:: Given request ::
Please reproduce the passage on alleged irregularities in Burma's 2012 by-elections word for word, in full.

:: Extract ::

Besides their apparent attempts to block NLD rallies, it has been alleged that local government officials and the USDP are intimidating and threatening voters to support the USDP as part of what opposition groups see as a larger "dirty tricks" campaign. Civil servants in the capital of Nay Pyi Taw (Naypyidaw) were reportedly told not to attend NLD rallies. (20) The residents of one village were told they would not be connected to the electric grid if someone in their household attended an NLD rally. (21) Factory workers have reportedly been warned that they will lose their jobs if they do not vote for the USDP. (22) One report alleges that the USDP has a secret election strategy paper calling for the use of bribery, vote-buying, intimidation, and fraud to win the parliamentary seats in the by-election. (23)
The NLD has also reported other forms of campaign irregularities. It claims that the official voter registration lists include a significant number of dead people, but omit many eligible voters. (24) In addition, the NLD report that in some parts of the country, advance ballots were being collected well ahead of the official dates of March 30 and 31. (25) It was alleged that advanced ballots were used by the SPDC, the UEC, and the USDP to steal some of the seats in the November 2010 parliamentary elections.
The UEC's decision to postpone the voting for the three People's Assembly seats from the Kachin State has been criticized as being politically motivated. Some of the opposition party candidates for those seats dispute the UEC's claim of security problems, maintaining that the districts are not in areas where the Tatmadaw and the Kachin Independence Army (KIA) have been fighting. (26) The NLD, NDF, USDP, and the Shan Nationalities Democratic Party had candidates running in one or more of the postponed constituencies.
The Alternative ASEAN Network on Burma (ALTSEAN) (27) released an overview of the by-elections on March 27, 2012, asserting that the conduct of the elections to date falls short of international standards. (28) According to ALTSEAN's assessment, the by-elections fall short of international standards in several ways, including:
* The election laws limit political participation;
* The UEC is neither independent nor impartial;
* Campaign restrictions remain in place;
* The complaint process is ineffective and inaccessible;
* Government officials and UEC representatives interfere in the activities of opposition parties;
* Government officials and USDP members have threatened, harassed, or attempted to bribe voters;
* Thousands of voters have been disenfranchised because of inaccurate voter registration lists; and
* Campaign materials have been censored.

:: Supplied data ::
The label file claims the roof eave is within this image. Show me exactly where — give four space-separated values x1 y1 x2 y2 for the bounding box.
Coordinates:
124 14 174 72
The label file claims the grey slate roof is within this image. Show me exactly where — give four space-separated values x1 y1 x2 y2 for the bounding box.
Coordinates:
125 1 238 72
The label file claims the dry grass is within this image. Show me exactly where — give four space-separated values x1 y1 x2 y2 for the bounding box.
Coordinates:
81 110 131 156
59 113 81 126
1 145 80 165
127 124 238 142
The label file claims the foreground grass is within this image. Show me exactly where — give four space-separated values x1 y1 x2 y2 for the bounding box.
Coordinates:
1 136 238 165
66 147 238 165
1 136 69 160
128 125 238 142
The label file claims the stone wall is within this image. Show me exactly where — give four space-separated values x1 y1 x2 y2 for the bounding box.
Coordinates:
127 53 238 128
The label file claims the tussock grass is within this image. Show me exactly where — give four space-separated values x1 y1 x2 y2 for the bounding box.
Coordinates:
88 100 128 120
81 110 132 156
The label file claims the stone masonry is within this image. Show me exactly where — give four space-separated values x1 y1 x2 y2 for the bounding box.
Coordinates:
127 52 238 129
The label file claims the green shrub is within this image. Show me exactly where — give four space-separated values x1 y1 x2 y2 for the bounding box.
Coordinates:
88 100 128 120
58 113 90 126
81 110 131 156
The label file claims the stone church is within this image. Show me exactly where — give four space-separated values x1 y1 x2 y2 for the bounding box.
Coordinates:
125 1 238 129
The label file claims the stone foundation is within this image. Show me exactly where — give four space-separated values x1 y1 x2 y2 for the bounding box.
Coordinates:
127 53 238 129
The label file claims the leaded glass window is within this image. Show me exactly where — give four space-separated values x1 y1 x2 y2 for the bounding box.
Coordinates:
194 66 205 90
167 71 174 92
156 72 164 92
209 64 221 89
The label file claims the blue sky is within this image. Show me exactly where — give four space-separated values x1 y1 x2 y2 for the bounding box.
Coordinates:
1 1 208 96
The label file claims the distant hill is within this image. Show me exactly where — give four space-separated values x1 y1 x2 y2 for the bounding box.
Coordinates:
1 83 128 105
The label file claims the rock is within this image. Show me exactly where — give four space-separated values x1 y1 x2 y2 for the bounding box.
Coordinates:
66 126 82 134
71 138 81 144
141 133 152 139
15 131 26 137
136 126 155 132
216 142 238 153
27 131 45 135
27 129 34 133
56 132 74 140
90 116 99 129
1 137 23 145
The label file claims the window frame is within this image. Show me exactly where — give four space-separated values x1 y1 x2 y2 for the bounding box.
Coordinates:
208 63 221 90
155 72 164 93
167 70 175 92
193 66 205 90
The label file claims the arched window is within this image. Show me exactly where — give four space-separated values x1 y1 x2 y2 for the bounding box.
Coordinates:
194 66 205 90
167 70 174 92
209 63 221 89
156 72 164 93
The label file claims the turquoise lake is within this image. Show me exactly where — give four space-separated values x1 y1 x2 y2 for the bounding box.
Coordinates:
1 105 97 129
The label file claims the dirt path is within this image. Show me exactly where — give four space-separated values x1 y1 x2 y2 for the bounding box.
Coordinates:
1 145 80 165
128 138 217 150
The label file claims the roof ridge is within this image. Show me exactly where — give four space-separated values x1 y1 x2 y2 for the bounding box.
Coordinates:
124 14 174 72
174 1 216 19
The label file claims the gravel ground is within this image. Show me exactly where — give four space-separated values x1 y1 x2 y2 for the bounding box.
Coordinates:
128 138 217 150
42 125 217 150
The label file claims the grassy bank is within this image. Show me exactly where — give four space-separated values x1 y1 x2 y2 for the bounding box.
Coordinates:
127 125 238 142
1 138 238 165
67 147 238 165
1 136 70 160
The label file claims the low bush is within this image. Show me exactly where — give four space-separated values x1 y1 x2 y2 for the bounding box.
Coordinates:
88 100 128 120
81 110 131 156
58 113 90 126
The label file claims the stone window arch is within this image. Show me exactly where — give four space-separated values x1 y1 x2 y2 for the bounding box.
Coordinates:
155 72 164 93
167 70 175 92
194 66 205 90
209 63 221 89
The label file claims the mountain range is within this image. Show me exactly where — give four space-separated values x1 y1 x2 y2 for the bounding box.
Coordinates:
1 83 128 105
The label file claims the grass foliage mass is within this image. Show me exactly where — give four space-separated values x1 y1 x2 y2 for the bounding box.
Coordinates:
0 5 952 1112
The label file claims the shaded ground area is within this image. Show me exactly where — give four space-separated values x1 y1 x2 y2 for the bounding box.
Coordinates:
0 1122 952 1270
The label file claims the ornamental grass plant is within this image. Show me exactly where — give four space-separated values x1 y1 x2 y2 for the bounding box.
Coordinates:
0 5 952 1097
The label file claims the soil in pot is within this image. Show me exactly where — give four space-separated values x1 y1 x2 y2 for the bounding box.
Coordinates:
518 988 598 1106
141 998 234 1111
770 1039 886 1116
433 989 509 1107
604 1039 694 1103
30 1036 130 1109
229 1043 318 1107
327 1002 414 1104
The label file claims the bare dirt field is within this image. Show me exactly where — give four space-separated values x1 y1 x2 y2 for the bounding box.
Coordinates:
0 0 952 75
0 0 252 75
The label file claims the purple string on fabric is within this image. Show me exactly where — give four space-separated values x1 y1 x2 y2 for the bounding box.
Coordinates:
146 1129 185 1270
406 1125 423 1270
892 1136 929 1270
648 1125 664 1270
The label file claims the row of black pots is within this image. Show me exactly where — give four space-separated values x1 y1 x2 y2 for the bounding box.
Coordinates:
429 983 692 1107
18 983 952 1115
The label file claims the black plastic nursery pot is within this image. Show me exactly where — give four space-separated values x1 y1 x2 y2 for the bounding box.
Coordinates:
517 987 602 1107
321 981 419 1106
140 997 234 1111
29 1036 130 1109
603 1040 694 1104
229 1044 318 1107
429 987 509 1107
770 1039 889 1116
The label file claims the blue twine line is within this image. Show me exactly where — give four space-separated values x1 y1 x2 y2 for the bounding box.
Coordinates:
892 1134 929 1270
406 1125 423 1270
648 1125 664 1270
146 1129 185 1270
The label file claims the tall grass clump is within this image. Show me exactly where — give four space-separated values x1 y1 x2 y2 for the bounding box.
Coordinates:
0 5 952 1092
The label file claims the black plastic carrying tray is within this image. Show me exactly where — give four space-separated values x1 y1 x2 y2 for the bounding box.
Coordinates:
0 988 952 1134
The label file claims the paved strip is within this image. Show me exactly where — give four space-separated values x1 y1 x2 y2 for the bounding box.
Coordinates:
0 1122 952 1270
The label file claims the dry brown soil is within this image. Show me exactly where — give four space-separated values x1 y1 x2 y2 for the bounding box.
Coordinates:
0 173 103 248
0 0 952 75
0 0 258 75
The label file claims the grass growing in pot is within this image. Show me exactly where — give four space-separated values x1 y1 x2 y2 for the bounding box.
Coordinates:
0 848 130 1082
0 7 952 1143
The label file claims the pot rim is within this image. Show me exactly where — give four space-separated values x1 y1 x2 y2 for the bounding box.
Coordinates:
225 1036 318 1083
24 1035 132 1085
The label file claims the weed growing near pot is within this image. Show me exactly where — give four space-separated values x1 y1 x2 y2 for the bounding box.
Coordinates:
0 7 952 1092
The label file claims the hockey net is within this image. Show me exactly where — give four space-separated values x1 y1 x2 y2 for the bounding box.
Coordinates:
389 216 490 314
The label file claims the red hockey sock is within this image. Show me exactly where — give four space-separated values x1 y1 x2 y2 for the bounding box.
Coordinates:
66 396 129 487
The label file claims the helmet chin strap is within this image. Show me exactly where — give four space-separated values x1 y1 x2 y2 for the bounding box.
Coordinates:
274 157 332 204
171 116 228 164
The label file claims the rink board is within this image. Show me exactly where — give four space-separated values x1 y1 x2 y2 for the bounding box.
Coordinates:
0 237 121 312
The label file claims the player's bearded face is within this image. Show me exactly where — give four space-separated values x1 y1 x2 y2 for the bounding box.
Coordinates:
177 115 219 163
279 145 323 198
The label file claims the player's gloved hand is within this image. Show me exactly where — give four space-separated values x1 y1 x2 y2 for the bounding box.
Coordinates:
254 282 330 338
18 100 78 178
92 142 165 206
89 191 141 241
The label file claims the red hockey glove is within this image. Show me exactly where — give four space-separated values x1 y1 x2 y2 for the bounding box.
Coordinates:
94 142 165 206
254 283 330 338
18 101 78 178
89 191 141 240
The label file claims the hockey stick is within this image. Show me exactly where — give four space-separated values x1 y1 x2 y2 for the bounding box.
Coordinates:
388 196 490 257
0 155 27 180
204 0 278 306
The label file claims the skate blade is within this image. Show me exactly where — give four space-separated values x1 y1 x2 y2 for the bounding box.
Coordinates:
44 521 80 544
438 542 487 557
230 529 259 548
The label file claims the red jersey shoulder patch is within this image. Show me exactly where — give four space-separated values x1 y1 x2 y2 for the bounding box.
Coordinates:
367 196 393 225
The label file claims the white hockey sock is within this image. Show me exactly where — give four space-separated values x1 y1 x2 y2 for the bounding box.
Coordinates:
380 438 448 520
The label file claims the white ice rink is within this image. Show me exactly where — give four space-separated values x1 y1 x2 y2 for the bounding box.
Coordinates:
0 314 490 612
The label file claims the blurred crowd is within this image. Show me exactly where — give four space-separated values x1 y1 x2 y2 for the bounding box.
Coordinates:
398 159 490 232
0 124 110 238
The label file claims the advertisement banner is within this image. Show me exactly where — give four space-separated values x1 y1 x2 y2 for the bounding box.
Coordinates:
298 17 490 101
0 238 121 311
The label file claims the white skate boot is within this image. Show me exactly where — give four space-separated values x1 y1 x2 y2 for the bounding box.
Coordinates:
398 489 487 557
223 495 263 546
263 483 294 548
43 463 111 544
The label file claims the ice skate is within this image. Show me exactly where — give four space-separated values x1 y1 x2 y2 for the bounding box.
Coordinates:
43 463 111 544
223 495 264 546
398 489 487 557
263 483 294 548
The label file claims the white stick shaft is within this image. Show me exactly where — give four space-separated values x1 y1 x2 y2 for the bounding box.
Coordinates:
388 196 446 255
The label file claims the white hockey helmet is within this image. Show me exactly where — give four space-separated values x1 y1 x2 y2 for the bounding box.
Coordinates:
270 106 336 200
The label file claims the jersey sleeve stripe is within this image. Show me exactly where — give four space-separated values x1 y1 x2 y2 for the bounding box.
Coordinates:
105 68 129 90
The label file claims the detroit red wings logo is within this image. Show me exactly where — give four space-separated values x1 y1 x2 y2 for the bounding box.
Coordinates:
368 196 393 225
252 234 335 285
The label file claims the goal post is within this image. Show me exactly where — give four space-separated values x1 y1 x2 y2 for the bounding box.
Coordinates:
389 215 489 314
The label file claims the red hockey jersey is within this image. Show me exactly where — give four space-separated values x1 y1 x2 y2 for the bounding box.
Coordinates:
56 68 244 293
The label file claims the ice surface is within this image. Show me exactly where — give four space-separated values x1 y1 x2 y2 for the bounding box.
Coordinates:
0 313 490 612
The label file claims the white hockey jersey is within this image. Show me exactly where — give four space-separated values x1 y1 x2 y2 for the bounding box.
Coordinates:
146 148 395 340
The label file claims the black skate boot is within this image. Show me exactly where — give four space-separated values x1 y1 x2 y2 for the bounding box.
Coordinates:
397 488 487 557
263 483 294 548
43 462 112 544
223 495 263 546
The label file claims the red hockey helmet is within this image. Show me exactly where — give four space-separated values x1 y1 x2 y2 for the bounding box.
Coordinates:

:: Result for this task ::
Besides their apparent attempts to block NLD rallies, it has been alleged that local government officials and the USDP are intimidating and threatening voters to support the USDP as part of what opposition groups see as a larger "dirty tricks" campaign. Civil servants in the capital of Nay Pyi Taw (Naypyidaw) were reportedly told not to attend NLD rallies. (20) The residents of one village were told they would not be connected to the electric grid if someone in their household attended an NLD rally. (21) Factory workers have reportedly been warned that they will lose their jobs if they do not vote for the USDP. (22) One report alleges that the USDP has a secret election strategy paper calling for the use of bribery, vote-buying, intimidation, and fraud to win the parliamentary seats in the by-election. (23)
The NLD has also reported other forms of campaign irregularities. It claims that the official voter registration lists include a significant number of dead people, but omit many eligible voters. (24) In addition, the NLD report that in some parts of the country, advance ballots were being collected well ahead of the official dates of March 30 and 31. (25) It was alleged that advanced ballots were used by the SPDC, the UEC, and the USDP to steal some of the seats in the November 2010 parliamentary elections.
The UEC's decision to postpone the voting for the three People's Assembly seats from the Kachin State has been criticized as being politically motivated. Some of the opposition party candidates for those seats dispute the UEC's claim of security problems, maintaining that the districts are not in areas where the Tatmadaw and the Kachin Independence Army (KIA) have been fighting. (26) The NLD, NDF, USDP, and the Shan Nationalities Democratic Party had candidates running in one or more of the postponed constituencies.
The Alternative ASEAN Network on Burma (ALTSEAN) (27) released an overview of the by-elections on March 27, 2012, asserting that the conduct of the elections to date falls short of international standards. (28) According to ALTSEAN's assessment, the by-elections fall short of international standards in several ways, including:
* The election laws limit political participation;
* The UEC is neither independent nor impartial;
* Campaign restrictions remain in place;
* The complaint process is ineffective and inaccessible;
* Government officials and UEC representatives interfere in the activities of opposition parties;
* Government officials and USDP members have threatened, harassed, or attempted to bribe voters;
* Thousands of voters have been disenfranchised because of inaccurate voter registration lists; and
* Campaign materials have been censored.